-------- Listed entries --------
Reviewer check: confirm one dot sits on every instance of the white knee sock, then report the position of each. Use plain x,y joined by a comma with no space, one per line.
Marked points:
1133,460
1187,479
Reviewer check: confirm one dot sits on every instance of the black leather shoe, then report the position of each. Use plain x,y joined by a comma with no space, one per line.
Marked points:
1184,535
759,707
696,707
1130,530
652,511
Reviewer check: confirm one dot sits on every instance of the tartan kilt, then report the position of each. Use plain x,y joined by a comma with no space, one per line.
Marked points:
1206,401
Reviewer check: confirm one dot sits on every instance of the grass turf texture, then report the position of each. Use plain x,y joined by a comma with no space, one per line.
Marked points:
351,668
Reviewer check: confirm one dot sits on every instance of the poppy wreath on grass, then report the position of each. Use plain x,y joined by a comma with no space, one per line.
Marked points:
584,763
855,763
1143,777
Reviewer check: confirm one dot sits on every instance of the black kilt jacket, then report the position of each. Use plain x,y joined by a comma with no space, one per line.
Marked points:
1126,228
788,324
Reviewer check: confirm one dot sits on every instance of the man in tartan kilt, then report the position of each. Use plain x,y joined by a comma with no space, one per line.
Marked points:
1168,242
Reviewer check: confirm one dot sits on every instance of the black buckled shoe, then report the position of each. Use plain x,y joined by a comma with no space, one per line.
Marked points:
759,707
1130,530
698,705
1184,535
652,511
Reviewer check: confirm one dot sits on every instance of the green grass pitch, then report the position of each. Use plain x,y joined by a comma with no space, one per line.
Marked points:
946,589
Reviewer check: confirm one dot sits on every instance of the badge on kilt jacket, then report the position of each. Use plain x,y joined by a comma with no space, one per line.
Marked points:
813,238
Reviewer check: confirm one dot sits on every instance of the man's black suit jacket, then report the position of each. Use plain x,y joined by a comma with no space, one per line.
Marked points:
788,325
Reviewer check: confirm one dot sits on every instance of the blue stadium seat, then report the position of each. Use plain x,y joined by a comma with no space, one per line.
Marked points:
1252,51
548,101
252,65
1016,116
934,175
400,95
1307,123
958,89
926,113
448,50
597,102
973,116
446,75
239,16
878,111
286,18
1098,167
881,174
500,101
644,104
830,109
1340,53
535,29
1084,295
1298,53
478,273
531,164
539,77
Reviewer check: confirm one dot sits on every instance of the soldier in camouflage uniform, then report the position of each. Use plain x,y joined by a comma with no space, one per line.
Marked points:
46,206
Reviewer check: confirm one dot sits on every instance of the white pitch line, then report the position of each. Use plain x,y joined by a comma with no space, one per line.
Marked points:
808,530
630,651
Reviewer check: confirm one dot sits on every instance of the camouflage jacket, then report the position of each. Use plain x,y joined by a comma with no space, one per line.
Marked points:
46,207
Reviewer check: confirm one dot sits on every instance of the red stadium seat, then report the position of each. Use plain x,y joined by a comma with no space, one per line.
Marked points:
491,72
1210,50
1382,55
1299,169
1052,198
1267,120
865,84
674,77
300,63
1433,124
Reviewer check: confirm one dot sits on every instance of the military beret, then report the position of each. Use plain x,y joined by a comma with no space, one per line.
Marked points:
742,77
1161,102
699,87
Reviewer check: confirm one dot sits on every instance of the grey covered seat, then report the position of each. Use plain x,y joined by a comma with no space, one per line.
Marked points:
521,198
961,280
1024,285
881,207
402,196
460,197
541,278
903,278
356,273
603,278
--------
-------- Listed entries --------
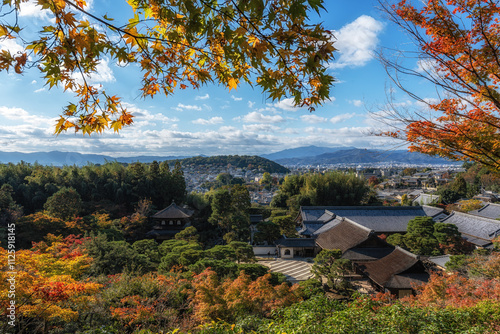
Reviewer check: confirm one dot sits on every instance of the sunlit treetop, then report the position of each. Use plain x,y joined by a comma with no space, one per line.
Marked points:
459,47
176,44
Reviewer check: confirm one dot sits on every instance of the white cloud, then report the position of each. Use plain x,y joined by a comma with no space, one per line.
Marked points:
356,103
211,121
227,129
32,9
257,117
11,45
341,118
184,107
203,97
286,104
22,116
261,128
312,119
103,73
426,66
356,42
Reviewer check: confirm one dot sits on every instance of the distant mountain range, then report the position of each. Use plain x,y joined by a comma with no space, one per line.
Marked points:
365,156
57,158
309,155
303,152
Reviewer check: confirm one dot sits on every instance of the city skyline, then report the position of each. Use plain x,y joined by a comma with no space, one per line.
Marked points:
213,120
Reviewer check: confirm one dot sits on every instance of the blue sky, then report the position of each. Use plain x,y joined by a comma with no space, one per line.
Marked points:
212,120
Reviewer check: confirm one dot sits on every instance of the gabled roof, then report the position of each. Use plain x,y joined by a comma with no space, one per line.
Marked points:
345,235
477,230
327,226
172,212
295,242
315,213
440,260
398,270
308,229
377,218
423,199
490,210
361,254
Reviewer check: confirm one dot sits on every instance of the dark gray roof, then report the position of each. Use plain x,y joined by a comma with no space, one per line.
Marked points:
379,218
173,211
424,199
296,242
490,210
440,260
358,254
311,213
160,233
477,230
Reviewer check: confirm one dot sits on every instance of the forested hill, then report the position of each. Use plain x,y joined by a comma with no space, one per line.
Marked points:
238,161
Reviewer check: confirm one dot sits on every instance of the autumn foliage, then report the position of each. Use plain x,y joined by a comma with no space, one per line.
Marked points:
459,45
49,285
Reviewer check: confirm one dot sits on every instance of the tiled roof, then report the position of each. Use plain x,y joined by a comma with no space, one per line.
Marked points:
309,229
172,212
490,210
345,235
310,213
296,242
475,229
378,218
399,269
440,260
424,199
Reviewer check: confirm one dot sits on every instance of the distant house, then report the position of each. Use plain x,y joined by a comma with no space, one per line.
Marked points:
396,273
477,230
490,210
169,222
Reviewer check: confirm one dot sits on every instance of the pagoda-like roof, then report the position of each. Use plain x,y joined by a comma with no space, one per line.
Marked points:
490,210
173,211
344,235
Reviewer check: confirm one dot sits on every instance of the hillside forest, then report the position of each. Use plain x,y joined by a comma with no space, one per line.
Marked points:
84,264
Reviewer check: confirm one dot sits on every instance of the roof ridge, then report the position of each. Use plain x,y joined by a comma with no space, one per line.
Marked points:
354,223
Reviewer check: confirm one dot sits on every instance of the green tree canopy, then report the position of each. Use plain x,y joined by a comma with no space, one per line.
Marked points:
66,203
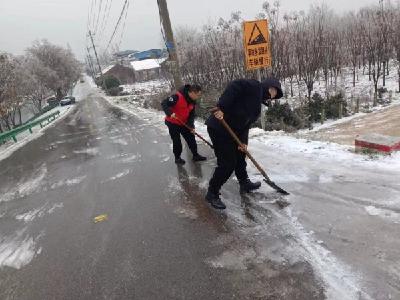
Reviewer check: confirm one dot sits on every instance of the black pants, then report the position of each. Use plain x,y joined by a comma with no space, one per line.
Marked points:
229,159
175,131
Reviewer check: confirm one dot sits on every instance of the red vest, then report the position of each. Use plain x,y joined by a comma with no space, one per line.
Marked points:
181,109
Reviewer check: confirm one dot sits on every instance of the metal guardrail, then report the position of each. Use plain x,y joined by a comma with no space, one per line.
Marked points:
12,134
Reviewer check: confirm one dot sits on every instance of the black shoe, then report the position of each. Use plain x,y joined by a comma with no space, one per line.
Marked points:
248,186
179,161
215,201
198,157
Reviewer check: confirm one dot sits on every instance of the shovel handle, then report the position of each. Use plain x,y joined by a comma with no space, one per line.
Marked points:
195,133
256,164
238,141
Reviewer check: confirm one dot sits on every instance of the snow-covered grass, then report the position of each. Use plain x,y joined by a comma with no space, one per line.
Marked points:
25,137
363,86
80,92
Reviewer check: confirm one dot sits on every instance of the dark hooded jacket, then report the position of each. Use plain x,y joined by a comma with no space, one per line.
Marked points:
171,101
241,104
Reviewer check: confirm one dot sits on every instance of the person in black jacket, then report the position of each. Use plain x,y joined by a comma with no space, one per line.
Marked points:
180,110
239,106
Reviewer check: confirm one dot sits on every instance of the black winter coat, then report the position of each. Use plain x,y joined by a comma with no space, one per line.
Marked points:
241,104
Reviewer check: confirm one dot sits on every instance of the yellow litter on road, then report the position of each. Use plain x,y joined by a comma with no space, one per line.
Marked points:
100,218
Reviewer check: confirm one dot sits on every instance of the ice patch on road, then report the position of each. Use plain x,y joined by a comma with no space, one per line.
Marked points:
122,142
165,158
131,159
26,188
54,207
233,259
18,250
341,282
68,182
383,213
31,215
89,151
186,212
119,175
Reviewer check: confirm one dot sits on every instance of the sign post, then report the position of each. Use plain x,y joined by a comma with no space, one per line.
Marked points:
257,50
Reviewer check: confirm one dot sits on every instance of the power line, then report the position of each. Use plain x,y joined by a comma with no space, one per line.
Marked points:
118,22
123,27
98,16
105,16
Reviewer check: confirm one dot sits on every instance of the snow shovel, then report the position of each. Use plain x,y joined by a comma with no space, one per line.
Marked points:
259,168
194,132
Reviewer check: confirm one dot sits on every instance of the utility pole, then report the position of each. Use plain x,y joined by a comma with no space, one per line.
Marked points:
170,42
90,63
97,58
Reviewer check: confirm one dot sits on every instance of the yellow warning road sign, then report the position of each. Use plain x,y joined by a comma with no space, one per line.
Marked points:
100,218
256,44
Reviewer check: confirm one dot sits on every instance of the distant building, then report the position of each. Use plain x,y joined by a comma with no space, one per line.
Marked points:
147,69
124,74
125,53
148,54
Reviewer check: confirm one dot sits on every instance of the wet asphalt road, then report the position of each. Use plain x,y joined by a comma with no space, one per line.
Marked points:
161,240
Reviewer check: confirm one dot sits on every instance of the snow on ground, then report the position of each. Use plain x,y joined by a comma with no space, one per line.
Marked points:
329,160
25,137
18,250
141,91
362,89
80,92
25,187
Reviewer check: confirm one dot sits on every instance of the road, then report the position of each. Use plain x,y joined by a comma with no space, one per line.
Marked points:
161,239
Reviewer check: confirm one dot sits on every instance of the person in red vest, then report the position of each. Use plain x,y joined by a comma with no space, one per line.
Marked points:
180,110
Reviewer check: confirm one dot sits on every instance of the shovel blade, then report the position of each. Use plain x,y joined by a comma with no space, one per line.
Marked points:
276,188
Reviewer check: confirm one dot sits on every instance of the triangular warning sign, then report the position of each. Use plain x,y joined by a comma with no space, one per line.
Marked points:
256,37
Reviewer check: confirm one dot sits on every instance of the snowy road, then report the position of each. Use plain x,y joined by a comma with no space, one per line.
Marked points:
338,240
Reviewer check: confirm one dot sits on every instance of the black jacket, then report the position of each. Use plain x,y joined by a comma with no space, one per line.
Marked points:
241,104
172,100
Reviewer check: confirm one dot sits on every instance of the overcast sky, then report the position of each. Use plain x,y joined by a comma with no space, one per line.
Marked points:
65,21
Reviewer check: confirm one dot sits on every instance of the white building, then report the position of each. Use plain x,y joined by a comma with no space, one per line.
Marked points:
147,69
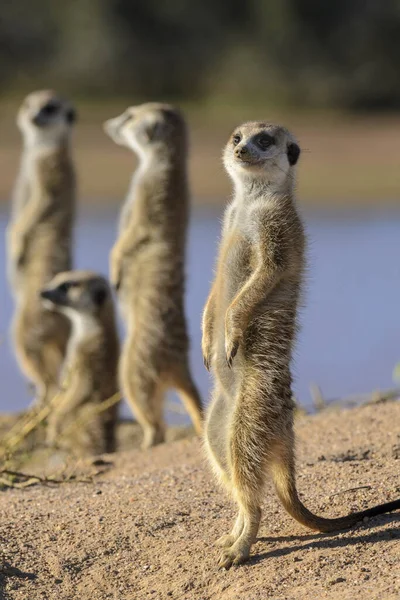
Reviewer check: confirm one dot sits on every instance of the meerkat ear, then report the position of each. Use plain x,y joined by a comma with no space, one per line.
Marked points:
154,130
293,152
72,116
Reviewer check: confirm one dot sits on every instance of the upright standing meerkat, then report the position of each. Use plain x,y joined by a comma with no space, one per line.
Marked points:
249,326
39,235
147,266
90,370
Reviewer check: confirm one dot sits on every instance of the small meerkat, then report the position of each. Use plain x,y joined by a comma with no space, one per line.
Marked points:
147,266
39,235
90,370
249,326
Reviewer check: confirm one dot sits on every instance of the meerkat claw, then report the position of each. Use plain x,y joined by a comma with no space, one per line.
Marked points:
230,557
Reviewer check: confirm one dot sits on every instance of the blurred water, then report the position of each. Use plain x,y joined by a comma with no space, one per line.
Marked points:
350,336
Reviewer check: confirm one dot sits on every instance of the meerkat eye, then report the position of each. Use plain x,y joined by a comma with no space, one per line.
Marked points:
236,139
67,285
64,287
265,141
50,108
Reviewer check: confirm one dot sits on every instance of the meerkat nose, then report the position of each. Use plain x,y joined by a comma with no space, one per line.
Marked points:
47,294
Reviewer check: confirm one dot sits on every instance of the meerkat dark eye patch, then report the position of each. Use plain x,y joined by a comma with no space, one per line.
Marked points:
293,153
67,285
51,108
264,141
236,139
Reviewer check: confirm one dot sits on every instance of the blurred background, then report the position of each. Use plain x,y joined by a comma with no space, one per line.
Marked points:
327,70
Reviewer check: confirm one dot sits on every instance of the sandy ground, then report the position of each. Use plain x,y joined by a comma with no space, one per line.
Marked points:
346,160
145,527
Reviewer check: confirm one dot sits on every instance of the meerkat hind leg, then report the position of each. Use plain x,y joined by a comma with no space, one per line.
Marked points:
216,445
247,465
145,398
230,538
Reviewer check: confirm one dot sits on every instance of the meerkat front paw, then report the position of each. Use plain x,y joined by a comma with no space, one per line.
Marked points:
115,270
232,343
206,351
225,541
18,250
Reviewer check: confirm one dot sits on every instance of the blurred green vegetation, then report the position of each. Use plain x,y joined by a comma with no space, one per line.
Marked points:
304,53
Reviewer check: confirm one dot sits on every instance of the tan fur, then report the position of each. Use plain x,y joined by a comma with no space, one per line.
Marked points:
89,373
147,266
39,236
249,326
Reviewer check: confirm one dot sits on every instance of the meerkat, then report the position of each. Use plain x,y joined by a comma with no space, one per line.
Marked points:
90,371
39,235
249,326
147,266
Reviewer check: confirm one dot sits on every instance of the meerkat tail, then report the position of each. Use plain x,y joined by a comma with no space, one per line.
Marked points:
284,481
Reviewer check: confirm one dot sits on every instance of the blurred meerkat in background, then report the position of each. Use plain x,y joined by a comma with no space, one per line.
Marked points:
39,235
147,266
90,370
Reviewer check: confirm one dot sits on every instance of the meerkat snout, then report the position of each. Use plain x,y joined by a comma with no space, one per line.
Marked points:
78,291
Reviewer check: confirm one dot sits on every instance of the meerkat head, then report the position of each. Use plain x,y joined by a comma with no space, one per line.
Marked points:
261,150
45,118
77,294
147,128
--------
Work to do: Pull out every line of the records above that contains the string "stadium". Match case.

Result for this task:
Reviewer check: confirm one dot sits on every instance of the blue stadium seat, then report the position of each. Use plain x,y joined by a comma with no space, one per line.
Reviewer check: confirm one dot sits on every instance of the red stadium seat, then report the position of each. Use plain x,y joined by a comma with no space, one per line.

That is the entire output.